[start]

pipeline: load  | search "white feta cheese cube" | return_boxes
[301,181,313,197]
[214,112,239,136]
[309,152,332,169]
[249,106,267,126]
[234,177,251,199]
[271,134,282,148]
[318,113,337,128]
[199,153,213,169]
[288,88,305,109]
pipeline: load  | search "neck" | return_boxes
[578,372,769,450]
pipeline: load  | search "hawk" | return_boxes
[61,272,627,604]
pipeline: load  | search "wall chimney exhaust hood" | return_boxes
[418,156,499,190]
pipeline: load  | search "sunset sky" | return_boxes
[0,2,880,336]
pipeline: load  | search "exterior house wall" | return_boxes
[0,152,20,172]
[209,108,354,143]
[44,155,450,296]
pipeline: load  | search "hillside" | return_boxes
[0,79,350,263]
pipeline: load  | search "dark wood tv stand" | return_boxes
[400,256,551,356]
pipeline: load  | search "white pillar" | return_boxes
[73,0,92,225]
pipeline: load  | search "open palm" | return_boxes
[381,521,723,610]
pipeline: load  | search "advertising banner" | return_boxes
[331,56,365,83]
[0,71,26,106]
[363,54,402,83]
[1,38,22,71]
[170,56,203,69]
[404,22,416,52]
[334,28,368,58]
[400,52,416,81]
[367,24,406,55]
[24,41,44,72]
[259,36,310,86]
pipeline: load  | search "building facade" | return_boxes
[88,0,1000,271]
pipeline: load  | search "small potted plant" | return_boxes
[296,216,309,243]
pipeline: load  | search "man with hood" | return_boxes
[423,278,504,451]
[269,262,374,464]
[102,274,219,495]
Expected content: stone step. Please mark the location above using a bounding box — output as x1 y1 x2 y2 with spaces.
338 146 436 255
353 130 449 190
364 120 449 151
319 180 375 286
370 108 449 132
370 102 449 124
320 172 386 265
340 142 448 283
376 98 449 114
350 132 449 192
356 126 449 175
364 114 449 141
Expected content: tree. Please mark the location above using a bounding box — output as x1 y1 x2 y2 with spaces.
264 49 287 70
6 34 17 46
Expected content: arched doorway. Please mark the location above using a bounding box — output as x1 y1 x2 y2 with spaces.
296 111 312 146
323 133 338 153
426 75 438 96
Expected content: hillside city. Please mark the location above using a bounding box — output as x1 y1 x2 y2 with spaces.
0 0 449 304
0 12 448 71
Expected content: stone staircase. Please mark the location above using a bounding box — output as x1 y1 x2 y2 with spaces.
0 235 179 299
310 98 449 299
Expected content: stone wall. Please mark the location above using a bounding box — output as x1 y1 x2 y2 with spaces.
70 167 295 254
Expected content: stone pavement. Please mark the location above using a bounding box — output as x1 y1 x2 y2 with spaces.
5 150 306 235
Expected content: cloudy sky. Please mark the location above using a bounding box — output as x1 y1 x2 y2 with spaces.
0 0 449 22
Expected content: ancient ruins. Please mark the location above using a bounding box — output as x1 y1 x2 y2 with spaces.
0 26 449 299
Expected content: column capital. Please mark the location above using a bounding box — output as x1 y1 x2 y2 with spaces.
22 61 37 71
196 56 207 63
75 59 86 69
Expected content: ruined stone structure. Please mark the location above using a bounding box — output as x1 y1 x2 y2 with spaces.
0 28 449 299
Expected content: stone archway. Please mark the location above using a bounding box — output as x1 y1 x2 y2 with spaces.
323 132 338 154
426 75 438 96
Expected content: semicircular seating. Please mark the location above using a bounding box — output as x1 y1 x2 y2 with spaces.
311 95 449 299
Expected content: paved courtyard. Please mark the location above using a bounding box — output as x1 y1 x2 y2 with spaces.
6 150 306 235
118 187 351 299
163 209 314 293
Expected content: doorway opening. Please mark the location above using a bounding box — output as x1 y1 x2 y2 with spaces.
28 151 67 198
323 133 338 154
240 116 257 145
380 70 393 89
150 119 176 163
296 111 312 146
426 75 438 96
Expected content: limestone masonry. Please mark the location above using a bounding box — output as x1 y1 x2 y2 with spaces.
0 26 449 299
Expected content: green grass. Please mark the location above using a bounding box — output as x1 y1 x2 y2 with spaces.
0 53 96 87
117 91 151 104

[end]

EXERCISE DESCRIPTION
Rewrite every one of the records above with "Expected content" swapped for "Target object" wherever it occurs, keeping all other text unchanged.

CORRECT RESULT
pipeline: load  | search "white feta cheese cube" | return_boxes
[301,181,313,197]
[214,112,239,136]
[309,152,332,169]
[249,106,267,126]
[234,177,251,199]
[271,134,282,148]
[318,113,337,128]
[199,153,213,169]
[288,88,305,109]
pipeline: load  | search "neck" | return_boxes
[578,372,769,450]
pipeline: load  | search "hawk" | return_boxes
[61,272,627,604]
pipeline: load  | search "wall chimney exhaust hood" | return_boxes
[418,156,499,190]
pipeline: load  | search "sunset sky" | return_boxes
[0,2,880,336]
pipeline: load  | search "exterior house wall" | return_boxes
[0,152,20,172]
[209,108,354,143]
[44,155,450,296]
pipeline: load  | search "hillside" | return_boxes
[0,79,350,263]
pipeline: load  | search "dark wood tv stand" | return_boxes
[400,256,551,356]
pipeline: load  | search "white pillar" | return_boxes
[73,0,92,225]
pipeline: load  | search "open palm" | return_boxes
[381,521,723,610]
pipeline: load  | search "advertising banner" | return_boxes
[331,56,365,83]
[0,71,26,106]
[363,54,402,83]
[1,38,22,71]
[170,56,203,69]
[404,22,416,52]
[334,28,368,58]
[400,52,416,81]
[367,24,406,55]
[24,41,44,72]
[259,36,310,86]
pipeline: load  | search "building facade" | return_boxes
[88,0,1000,271]
pipeline: load  | search "small potted plant" | return_boxes
[296,216,309,243]
pipeline: load  | search "man with hood" | return_boxes
[423,278,504,451]
[269,262,374,464]
[102,274,219,495]
Target object: stone step. Please mark the location above using a bounding box — output as x1 y1 x2 y2 with spaces.
338 146 436 255
353 130 449 190
364 120 449 151
319 180 375 286
370 108 449 132
370 102 449 124
320 172 386 265
340 142 448 283
376 98 449 114
350 132 449 192
356 126 449 175
364 114 449 141
Target object: tree. Please mark the location above using a bounding box — output as x1 y1 x2 y2 with spaces.
264 49 287 70
6 34 17 46
Target object: arched doorway. Please mark the location above using a bounding box — output as x1 y1 x2 y2 with spaces.
296 111 312 146
323 133 338 153
426 75 438 96
Target object: hillside city. Please mark the location above using a bounding box — output as x1 y1 x2 y2 with spaces.
0 0 449 304
0 12 448 71
Target object: stone staircase. Please mark the location above using a bounding box — output as x1 y1 x2 y2 with spaces.
0 235 179 299
310 98 449 299
Target object: stone wall. Please mark the location above using a bounding box — output as x1 y1 x2 y2 with spaces.
70 167 295 254
Target object: stone pavement. Please mark the location above using a bounding box — output as x1 y1 x2 y2 with spaces.
5 150 306 235
Target object: cloudy sky. Please mark the location above using a bounding box — output as x1 y1 x2 y2 with spaces.
0 0 449 22
Target object: ancient ruins. Please mark the location above using a bounding box — output as x1 y1 x2 y2 with spaces.
0 26 449 299
Target object: column capital. Please mark the location above using a bounding box — output as x1 y1 x2 y2 with spaces.
22 61 37 71
196 56 207 63
75 59 86 69
Target object: ruined stone structure. Please mark the location above using a bounding box — output as x1 y1 x2 y2 with spaces.
0 28 449 299
Target object: stone archway. Please mark the location above using a bounding box — output as x1 y1 x2 y2 with spaces.
323 132 338 154
426 75 438 96
Target object: semicircular seating. Please mark the location above using a bounding box — output as x1 y1 x2 y2 with spaces.
311 95 449 299
Target object: paved courtyard. Please mark the location above using a bounding box — output as x1 y1 x2 y2 with spaces.
6 150 306 235
118 187 351 299
163 209 314 293
Target object: doorway opening. Please mark the location above using a bounding box — output as x1 y1 x2 y2 with spaces.
28 151 67 198
323 133 338 154
240 116 257 145
380 70 393 89
150 119 176 163
296 111 312 146
426 75 438 96
Target object: limestone masonry. Please mark the location above using a bounding box — output as x1 y1 x2 y2 with spaces.
0 26 449 299
Target object: green grass. Please mark the location above using a bounding box — output as x1 y1 x2 y2 with spaces.
0 53 96 87
117 91 151 104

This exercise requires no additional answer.